Find every line in the rows below that contains the string "pile", and copy each one in full. Matching is case-sensitive.

###

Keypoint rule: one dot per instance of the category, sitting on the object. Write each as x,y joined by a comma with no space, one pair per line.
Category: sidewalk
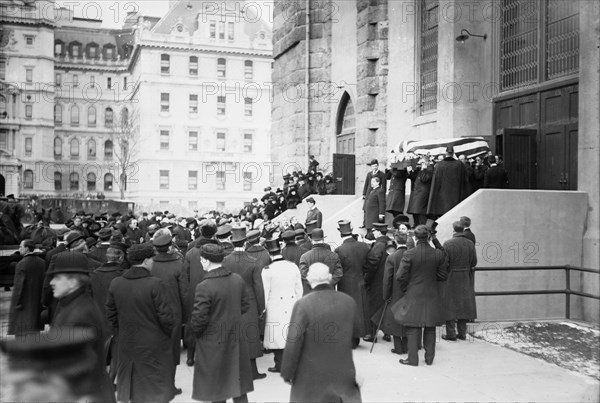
472,371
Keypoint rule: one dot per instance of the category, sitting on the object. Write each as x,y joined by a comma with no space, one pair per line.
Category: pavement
471,370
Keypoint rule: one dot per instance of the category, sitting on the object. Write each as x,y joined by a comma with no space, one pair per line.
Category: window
91,181
221,68
248,69
193,103
429,55
248,106
213,30
192,180
164,139
220,180
57,114
221,101
108,117
28,146
108,150
28,179
91,149
230,31
247,142
74,181
91,116
57,181
220,141
193,65
57,148
164,102
248,181
108,181
165,64
164,179
74,144
193,141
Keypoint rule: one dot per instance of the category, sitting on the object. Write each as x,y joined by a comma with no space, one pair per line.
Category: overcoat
396,198
459,293
222,369
139,312
78,309
283,287
318,354
420,269
353,257
25,304
169,269
449,186
244,265
374,207
419,196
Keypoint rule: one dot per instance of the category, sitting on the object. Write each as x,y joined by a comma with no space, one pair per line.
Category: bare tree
125,138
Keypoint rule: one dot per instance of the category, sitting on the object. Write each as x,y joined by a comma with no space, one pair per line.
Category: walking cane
379,325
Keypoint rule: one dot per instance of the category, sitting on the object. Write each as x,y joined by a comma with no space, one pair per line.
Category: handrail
567,290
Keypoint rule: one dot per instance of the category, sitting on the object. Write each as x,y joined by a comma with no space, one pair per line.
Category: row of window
91,179
165,66
91,116
164,180
165,104
74,149
165,141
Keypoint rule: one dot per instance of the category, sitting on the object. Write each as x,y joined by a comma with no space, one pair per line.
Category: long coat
25,304
419,196
222,368
318,353
244,265
459,293
396,197
449,186
139,312
78,309
283,287
353,257
169,269
374,207
420,269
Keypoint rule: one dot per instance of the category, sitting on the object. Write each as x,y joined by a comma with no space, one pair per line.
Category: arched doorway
344,159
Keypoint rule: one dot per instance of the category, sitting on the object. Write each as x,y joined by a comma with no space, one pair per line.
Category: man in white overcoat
283,287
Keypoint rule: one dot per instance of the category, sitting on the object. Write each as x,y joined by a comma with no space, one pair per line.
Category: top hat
345,227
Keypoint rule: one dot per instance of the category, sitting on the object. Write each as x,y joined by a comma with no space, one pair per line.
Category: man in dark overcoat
353,257
169,268
76,308
143,319
222,370
421,305
449,186
242,263
321,369
374,268
25,304
459,293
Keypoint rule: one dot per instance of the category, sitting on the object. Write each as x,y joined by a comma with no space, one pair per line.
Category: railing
567,290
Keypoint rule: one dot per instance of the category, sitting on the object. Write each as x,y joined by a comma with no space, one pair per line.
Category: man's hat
311,225
345,227
162,240
238,234
70,262
317,234
273,246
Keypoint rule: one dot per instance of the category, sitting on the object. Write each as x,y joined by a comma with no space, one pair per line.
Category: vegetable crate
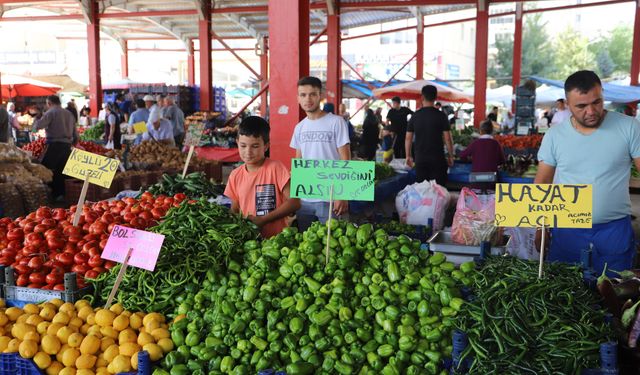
13,364
71,293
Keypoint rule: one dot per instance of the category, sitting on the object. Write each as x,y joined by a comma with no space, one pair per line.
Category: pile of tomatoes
44,245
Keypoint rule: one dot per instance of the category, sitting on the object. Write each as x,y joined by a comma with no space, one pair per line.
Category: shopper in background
370,135
432,132
60,128
259,188
397,121
174,114
112,133
594,146
485,152
319,136
562,113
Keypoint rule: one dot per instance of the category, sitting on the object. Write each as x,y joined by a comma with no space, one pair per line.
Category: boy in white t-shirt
320,136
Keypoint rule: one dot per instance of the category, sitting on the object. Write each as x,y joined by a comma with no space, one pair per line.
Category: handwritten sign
561,206
145,247
140,127
351,180
101,169
194,134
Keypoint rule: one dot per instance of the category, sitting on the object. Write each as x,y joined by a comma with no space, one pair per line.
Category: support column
635,50
264,74
482,45
124,60
289,61
516,70
204,36
334,58
191,66
93,48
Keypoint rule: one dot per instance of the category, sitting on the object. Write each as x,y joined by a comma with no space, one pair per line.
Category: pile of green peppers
379,306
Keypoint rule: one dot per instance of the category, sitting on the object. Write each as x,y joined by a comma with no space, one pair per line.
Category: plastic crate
71,293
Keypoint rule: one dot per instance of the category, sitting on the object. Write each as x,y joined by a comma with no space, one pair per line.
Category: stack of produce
384,171
199,236
193,185
63,338
380,306
94,133
61,247
517,142
22,183
152,153
519,324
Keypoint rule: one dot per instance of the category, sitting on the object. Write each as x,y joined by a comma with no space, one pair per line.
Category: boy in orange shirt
259,189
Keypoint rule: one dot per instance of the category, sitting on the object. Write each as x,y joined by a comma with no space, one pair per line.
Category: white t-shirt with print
320,139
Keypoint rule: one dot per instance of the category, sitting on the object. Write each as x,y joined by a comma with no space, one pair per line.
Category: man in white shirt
562,113
319,136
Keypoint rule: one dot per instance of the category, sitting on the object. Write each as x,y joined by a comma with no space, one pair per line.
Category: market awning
612,93
412,90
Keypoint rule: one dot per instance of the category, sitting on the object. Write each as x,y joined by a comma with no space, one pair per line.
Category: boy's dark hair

###

* SOLUTION TO THIS EXERCISE
Category: pile of tomatoes
Category: pile of green peppers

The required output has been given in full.